**EXERCISE REQUIREMENTS:** Starting with the line that contains "Mark one point on every instance of the jacket stitching", set down each line through the end of the entries below, exactly and with nothing added.

**EXERCISE MATERIAL:**

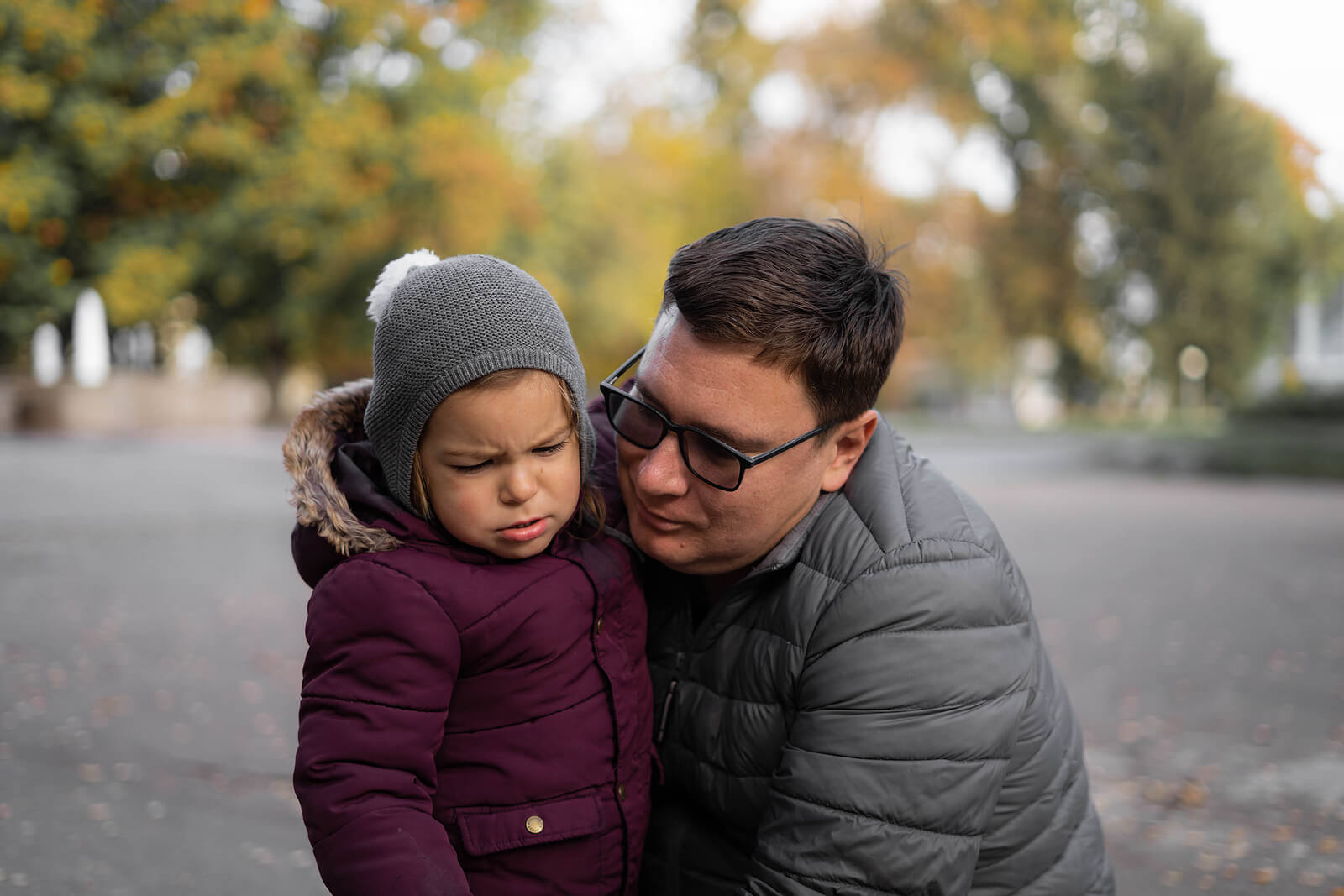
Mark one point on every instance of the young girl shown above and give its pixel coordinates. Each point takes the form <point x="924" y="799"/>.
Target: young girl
<point x="476" y="708"/>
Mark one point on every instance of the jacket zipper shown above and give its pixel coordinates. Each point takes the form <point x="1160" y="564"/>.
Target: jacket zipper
<point x="667" y="701"/>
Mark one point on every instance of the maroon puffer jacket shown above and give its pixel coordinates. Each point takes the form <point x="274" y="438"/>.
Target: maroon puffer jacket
<point x="467" y="725"/>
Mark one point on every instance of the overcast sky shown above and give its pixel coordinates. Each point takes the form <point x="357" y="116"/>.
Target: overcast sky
<point x="1285" y="55"/>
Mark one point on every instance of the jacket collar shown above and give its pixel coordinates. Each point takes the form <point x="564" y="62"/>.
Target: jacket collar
<point x="336" y="483"/>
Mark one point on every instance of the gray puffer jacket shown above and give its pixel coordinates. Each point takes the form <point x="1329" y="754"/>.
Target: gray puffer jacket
<point x="870" y="711"/>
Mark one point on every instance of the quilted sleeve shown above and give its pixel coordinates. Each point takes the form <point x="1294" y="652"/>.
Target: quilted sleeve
<point x="382" y="660"/>
<point x="913" y="687"/>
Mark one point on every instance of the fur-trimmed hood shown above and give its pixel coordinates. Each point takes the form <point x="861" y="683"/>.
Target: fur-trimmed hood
<point x="322" y="474"/>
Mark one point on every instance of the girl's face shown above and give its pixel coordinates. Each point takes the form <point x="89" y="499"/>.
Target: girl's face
<point x="501" y="464"/>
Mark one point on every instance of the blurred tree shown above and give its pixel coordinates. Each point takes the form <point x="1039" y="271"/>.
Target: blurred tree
<point x="268" y="159"/>
<point x="1151" y="202"/>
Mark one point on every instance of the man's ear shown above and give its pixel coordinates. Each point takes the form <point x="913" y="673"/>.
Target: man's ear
<point x="850" y="439"/>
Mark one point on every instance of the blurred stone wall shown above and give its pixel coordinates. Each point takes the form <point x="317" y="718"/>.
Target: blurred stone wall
<point x="132" y="402"/>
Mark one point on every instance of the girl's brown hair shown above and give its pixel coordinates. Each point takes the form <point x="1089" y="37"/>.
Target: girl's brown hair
<point x="591" y="508"/>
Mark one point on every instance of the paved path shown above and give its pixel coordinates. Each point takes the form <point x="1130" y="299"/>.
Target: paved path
<point x="151" y="637"/>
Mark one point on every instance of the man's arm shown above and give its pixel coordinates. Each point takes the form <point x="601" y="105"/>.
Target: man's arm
<point x="909" y="703"/>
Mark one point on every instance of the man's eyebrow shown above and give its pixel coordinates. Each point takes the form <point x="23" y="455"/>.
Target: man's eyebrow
<point x="736" y="439"/>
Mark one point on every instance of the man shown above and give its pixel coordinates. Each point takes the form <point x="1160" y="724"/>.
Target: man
<point x="853" y="696"/>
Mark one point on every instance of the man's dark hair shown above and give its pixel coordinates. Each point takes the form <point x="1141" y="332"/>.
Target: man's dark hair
<point x="810" y="298"/>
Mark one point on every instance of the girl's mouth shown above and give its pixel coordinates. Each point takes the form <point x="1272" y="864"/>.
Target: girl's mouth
<point x="524" y="530"/>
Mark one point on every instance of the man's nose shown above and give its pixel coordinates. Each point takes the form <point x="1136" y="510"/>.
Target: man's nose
<point x="519" y="485"/>
<point x="662" y="469"/>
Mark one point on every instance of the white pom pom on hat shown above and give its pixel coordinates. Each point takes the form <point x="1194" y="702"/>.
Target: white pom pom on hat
<point x="391" y="277"/>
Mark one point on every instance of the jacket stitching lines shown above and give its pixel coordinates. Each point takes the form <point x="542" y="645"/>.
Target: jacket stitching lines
<point x="948" y="759"/>
<point x="826" y="880"/>
<point x="878" y="819"/>
<point x="371" y="703"/>
<point x="373" y="560"/>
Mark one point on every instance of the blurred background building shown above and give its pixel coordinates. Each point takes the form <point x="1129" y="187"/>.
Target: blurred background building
<point x="1081" y="194"/>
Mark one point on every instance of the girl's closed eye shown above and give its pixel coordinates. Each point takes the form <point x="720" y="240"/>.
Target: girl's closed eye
<point x="546" y="450"/>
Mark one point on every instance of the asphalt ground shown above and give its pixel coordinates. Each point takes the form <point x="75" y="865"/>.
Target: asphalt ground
<point x="151" y="641"/>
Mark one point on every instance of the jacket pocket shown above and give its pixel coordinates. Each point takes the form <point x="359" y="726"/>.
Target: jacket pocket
<point x="495" y="829"/>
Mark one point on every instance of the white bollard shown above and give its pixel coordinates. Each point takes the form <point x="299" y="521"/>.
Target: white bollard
<point x="91" y="345"/>
<point x="47" y="363"/>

**TASK OUTPUT:**
Mark one point on every instance of the jacket stitching lines shown above and give its pixel coordinates. Each point takes the form <point x="542" y="645"/>.
Target: jacket stitching lines
<point x="948" y="759"/>
<point x="826" y="880"/>
<point x="878" y="819"/>
<point x="371" y="703"/>
<point x="373" y="560"/>
Mark one point on every instance of the blurred background building shown above and give its pixel coordinates. Each point takes the form <point x="1129" y="187"/>.
Target: blurred background building
<point x="1081" y="194"/>
Mark one point on every instance of the girl's closed eye shown above and give its pixel coordinates. Each point takes the form <point x="720" y="240"/>.
Target: girl's closed eye
<point x="546" y="450"/>
Mark one point on every instance of the asphalt ground shown above and give its pixel coordinates. Each point takes the form <point x="75" y="865"/>.
Target: asphalt ground
<point x="151" y="641"/>
Mark one point on every instance of the jacket pocket shown above and give its pixel coordinates. Each point takes the form <point x="359" y="726"/>.
Target: jacket pocket
<point x="495" y="829"/>
Mark one point on every instance of the white bollard shown above and give its pixel coordinates. Each point takes the form <point x="299" y="521"/>.
Target: white bollard
<point x="91" y="345"/>
<point x="47" y="363"/>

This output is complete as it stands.